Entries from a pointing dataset
* * * *
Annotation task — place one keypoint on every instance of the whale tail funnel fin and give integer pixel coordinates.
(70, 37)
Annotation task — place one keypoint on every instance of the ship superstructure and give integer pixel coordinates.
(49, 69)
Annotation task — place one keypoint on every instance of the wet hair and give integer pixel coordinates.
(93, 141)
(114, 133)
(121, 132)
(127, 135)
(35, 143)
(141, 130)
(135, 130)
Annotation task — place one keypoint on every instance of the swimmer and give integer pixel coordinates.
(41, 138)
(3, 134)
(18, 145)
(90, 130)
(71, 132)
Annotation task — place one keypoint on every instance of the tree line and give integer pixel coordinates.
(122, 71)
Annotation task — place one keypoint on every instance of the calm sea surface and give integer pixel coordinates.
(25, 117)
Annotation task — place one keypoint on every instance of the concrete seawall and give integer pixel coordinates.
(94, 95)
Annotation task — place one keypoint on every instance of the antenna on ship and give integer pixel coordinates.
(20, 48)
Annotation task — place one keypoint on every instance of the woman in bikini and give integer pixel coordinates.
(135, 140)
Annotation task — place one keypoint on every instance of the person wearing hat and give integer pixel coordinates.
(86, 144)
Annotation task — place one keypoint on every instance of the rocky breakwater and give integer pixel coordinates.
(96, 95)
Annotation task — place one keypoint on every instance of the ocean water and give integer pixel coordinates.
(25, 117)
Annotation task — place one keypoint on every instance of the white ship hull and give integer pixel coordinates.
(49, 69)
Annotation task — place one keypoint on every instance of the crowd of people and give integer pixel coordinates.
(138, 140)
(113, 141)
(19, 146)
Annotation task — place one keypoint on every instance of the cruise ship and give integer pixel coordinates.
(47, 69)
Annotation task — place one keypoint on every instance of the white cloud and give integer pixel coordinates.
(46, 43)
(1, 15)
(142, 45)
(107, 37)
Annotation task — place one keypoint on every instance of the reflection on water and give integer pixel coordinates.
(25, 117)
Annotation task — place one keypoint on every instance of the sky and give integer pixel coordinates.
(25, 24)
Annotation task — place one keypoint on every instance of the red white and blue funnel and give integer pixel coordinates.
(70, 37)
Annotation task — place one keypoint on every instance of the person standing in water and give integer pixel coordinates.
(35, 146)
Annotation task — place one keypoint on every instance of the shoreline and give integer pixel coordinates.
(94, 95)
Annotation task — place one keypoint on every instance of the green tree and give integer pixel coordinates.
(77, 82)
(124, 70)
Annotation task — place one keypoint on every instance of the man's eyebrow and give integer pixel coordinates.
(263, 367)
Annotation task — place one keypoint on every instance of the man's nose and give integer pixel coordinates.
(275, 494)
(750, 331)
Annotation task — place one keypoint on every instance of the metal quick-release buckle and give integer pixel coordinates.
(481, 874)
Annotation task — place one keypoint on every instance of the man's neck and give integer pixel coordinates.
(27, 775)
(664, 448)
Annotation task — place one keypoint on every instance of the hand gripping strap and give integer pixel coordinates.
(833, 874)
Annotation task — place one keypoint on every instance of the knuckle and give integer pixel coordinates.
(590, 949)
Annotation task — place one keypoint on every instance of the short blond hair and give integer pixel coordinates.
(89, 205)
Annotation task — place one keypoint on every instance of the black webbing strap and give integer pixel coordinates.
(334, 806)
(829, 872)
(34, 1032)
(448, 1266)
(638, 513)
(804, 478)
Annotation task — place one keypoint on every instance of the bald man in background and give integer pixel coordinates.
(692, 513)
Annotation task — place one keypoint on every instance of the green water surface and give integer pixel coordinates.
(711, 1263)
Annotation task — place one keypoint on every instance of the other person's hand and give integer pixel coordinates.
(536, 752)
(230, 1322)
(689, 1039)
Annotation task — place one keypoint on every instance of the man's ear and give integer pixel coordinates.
* * * *
# Task directions:
Please arrange the entries above as a numbered list, omitting any blank lines.

# Solution:
1. Annotation task — place one keypoint on every instance of the whale tail funnel fin and give integer pixel coordinates.
2. (70, 37)
3. Annotation task — place one keypoint on every instance of the ship superstructure and give integer pixel coordinates.
4. (49, 69)
5. Annotation task — place one keypoint on every instance of the wet hair and give integer pixel coordinates.
6. (93, 141)
7. (114, 133)
8. (121, 132)
9. (127, 135)
10. (35, 143)
11. (141, 130)
12. (135, 130)
13. Annotation task — place one keypoint on every instance of the swimmer and give integer pixel coordinates.
14. (41, 138)
15. (3, 134)
16. (18, 145)
17. (90, 130)
18. (71, 132)
19. Annotation task — place one keypoint on every instance of the tree line and give integer pixel coordinates.
20. (122, 71)
21. Annotation task — place one keypoint on every instance of the calm sea surface and give integer pixel coordinates.
22. (25, 117)
23. Annotation task — place one keypoint on every instance of the concrete seawall and give integer pixel coordinates.
24. (94, 95)
25. Annotation task — place one keypoint on every instance of the antenna on ship and give integer pixel coordinates.
26. (20, 48)
27. Annotation task — place one keypoint on every instance of the woman in bikini and give integer pixel coordinates.
28. (135, 140)
29. Annotation task — place one keypoint on every instance of the person wearing hat and give integer pixel coordinates.
30. (86, 144)
31. Annotation task — place one keypoint on every instance of the rocky breakwater and give integer pixel coordinates.
32. (96, 95)
33. Annotation task — place one keypoint on every instance of the ocean water and give integer pixel coordinates.
34. (25, 117)
35. Annotation task — place one keypoint on every instance of the white ship hull and give integer pixel coordinates.
36. (49, 69)
37. Annotation task — place one keypoint on every instance of the crowd of people and give integer pixel coordinates.
38. (138, 140)
39. (113, 141)
40. (19, 146)
41. Annotation task — place one keypoint on every instance of the cruise ship and give integer pixel coordinates.
42. (47, 69)
43. Annotation task — place one keypoint on every instance of the white cloud and give integer pixel coordinates.
44. (46, 43)
45. (1, 15)
46. (142, 45)
47. (107, 37)
48. Annotation task — place one keypoint on every instance of the reflection on water and give integer pixel coordinates.
49. (25, 117)
50. Annotation task — place one keypoint on every instance of the sky and give integer pixel coordinates.
51. (25, 24)
52. Annotation task — place one keypoint on every instance of the red white and blue funnel and give integer pixel coordinates.
53. (70, 37)
54. Annotation task — place one keypoint on every instance of the person standing in water and give integer pixel coordinates.
55. (35, 146)
56. Annotation task — place one keypoint on every instance of the shoreline and give integer pixel coordinates.
57. (94, 95)
58. Annotation task — place one keypoint on every instance of the green tree and give integer pixel coordinates.
59. (77, 82)
60. (124, 70)
61. Annotation task — place one keypoint on every instance of the man's eyebrow and give integer pixel coordinates.
62. (263, 367)
63. Annotation task — place one keypoint on every instance of the man's nose and give integer pixel coordinates.
64. (275, 494)
65. (750, 331)
66. Annotation task — place one keypoint on every instance of the metal quick-release buckle and give integer pixel coordinates.
67. (481, 874)
68. Annotation task — place one keypoint on every instance of the man's neck and give integer pixel coordinates.
69. (27, 775)
70. (664, 448)
71. Annotation task — place one keypoint on every instance of the hand gripping strap and give integer pixel coordinates.
72. (833, 874)
73. Annotation task — place one keypoint on every instance of the knuckle and give integer pixel coordinates.
74. (590, 949)
75. Annotation task — place one keypoint on every instance of the short blond hair and give integer pixel coordinates.
76. (89, 205)
77. Annotation task — place one keypoint on every instance of the black webbing strap and give integer pixel coordinates.
78. (334, 806)
79. (829, 872)
80. (34, 1032)
81. (448, 1266)
82. (638, 513)
83. (804, 478)
84. Annotation task — place one keypoint on every instance of the bald man in background and give integer pixel coordinates.
85. (692, 513)
86. Annotation task — place one keypoint on every instance of the green water surface and give integer pixel coordinates.
87. (711, 1263)
88. Annotation task — place one keypoint on every instance of the other person's hand and give integer pixel coordinates.
89. (536, 752)
90. (230, 1322)
91. (689, 1039)
92. Annotation task — place one keypoint on every instance of the man's ear and give integer pixel coordinates.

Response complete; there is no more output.